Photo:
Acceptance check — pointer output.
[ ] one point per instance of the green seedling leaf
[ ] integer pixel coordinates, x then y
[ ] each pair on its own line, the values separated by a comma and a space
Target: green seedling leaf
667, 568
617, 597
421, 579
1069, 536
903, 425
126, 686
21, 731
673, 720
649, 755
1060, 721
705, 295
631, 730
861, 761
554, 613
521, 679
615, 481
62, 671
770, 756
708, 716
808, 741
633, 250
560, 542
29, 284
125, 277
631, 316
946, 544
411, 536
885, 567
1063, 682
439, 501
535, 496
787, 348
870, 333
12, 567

★ ★ ★ ★

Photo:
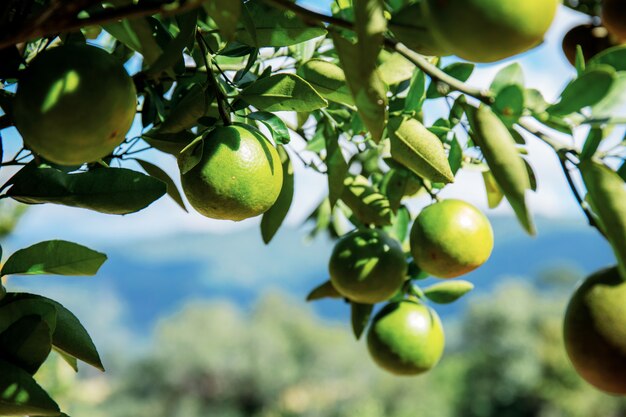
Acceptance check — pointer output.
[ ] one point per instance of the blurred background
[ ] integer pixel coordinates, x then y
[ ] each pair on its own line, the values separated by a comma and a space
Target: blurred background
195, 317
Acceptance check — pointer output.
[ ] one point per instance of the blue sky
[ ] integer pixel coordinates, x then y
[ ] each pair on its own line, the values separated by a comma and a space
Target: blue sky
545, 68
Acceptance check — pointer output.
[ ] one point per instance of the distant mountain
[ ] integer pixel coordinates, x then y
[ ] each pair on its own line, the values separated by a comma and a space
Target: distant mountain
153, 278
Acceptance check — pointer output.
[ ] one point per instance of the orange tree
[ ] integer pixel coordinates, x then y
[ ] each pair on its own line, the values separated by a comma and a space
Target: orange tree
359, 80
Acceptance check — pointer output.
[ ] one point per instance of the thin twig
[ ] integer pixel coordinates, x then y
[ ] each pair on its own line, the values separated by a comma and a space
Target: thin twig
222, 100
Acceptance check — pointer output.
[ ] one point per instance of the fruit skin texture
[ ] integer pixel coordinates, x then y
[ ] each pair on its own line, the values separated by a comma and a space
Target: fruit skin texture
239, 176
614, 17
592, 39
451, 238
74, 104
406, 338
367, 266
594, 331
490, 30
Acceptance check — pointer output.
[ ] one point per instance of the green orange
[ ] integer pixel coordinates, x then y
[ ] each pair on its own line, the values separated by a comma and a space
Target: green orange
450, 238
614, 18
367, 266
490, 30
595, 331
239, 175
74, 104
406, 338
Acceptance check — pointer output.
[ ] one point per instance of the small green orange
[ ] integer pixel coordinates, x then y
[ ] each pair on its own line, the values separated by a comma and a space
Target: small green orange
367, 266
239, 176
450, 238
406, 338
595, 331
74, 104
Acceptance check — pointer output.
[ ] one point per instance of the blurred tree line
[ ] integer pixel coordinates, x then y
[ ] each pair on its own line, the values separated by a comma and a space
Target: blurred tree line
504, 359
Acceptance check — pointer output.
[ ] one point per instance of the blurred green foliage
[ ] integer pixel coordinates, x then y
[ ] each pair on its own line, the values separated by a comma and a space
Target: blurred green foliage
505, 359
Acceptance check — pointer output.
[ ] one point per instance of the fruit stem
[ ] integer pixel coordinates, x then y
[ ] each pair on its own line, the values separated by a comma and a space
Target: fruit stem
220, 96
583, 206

★ ★ ★ ★

§ GOAL OF THE EXERCISE
Copy out all lines above that include the string "instance".

§ ANSWER BOX
[ ] one point per instance of the green seedling leaf
[ ] one point per instance of the blurred background
[ ] one point per instance of the blue sky
[ ] one point per instance of the distant mountain
[ ] one point per instance of the orange tree
[ ] one point per instance of the thin twig
[ ] one point per instance of the fruit skin texture
[ ] one point per instance of the green orange
[ ] one point per instance of the small green orange
[ ] one point per instance of the blurred tree line
[ ] one point per instance of the blurred green foliage
[ ] one point per instance of the fruit stem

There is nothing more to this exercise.